··· ENTRIES SUPPLIED ···

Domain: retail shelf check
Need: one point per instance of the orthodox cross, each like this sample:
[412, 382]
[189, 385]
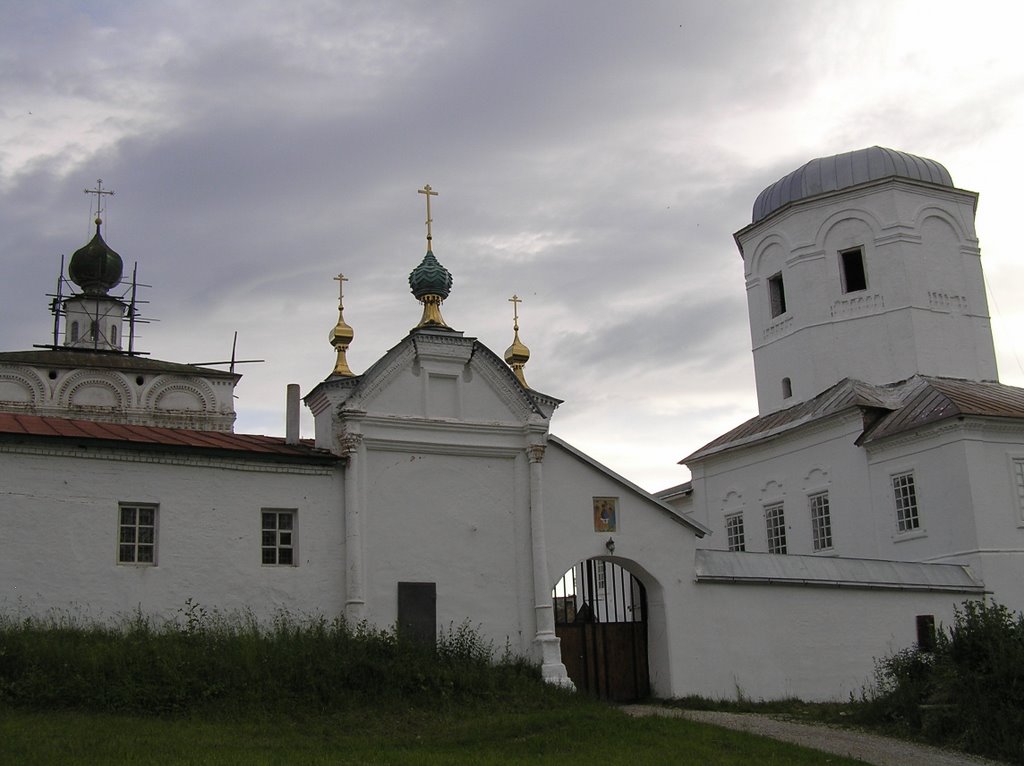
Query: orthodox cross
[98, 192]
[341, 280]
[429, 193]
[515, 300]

···
··· ENTRIES SUPPLIED ···

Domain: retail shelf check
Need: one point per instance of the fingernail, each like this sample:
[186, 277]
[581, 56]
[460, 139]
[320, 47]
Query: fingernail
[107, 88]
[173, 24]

···

* PROBLEM REQUIREMENTS: How many lines in the records above contain the string "Need", matching case exactly? Give only the number.

* OUTPUT: 2